─── Data provided
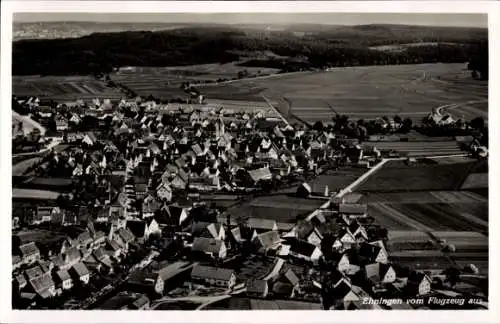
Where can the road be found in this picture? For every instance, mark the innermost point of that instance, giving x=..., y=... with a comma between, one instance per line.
x=276, y=111
x=52, y=144
x=363, y=177
x=28, y=120
x=449, y=107
x=262, y=77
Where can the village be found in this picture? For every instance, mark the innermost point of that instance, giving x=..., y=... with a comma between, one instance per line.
x=127, y=205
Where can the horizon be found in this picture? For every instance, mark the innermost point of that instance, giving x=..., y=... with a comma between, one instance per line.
x=329, y=19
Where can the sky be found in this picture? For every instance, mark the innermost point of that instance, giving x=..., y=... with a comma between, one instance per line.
x=440, y=19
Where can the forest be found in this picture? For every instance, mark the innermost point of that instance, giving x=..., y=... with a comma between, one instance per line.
x=289, y=51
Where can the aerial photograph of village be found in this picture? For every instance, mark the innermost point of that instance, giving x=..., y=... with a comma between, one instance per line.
x=249, y=161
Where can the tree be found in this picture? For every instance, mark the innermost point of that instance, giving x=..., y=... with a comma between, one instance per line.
x=477, y=123
x=452, y=275
x=406, y=125
x=318, y=126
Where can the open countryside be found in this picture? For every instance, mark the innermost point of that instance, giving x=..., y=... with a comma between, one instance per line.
x=250, y=167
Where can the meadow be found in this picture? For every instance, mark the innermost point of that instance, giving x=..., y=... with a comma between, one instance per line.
x=63, y=88
x=374, y=91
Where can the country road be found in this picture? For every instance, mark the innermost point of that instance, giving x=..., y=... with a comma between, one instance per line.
x=28, y=120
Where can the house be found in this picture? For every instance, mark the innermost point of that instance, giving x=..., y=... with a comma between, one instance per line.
──────
▶ _What you are asked to do_: A word-for-word restatement of all the lines above is needed, with the pictures omitted.

▶ _Answer to the exercise_:
Where can the road be found in this picture? For every instance, mark the innermost point of that instance, giving x=..., y=... with a comma between, one instance per line.
x=276, y=111
x=52, y=144
x=363, y=177
x=28, y=120
x=449, y=107
x=262, y=77
Where can the village be found in this picture? For every instance, mark the innermost point of that instance, giving x=..., y=... with a comma between, one instance per line.
x=127, y=205
Where can the horizon be found in this picture? For every instance, mark the innermost point of that instance, giving x=..., y=... with a comma between, one instance per line.
x=329, y=19
Where can the sky be found in this picture? For every instance, mark the innermost point of that instance, giving x=..., y=... with a comma between, one instance per line.
x=440, y=19
Where can the forest be found in this picture? For every instance, mark the innermost point of that instance, giving x=..., y=... with a comma between, one instance per line.
x=289, y=51
Where can the aerial photograph of village be found in this picture? For every instance, mark the innermost point of that instance, giving x=..., y=... with a comma between, one instance per line.
x=249, y=161
Where can the tree be found in this picture? For every instance, mark the innermost point of that instance, giving x=..., y=... with a comma between, one instance per line.
x=477, y=123
x=452, y=275
x=406, y=125
x=318, y=126
Where can the open countryside be found in this picture? For every instance, mark the innermost point of that instance, giving x=..., y=... with a comma between, one instance per line.
x=250, y=167
Where can the meadow be found in this picture? For every instance, mark the innermost point of that instance, giving x=..., y=... with a comma between, one instance per line.
x=63, y=88
x=374, y=91
Where can the country road be found in this picture? For every instance, mark the innermost point of that instance, giving x=..., y=... with a comma between, one instance per line.
x=28, y=120
Where can the house be found in this picture? For every instance, mark the innermost point of that instance, giving x=..., y=... with a comma between, one instance per line.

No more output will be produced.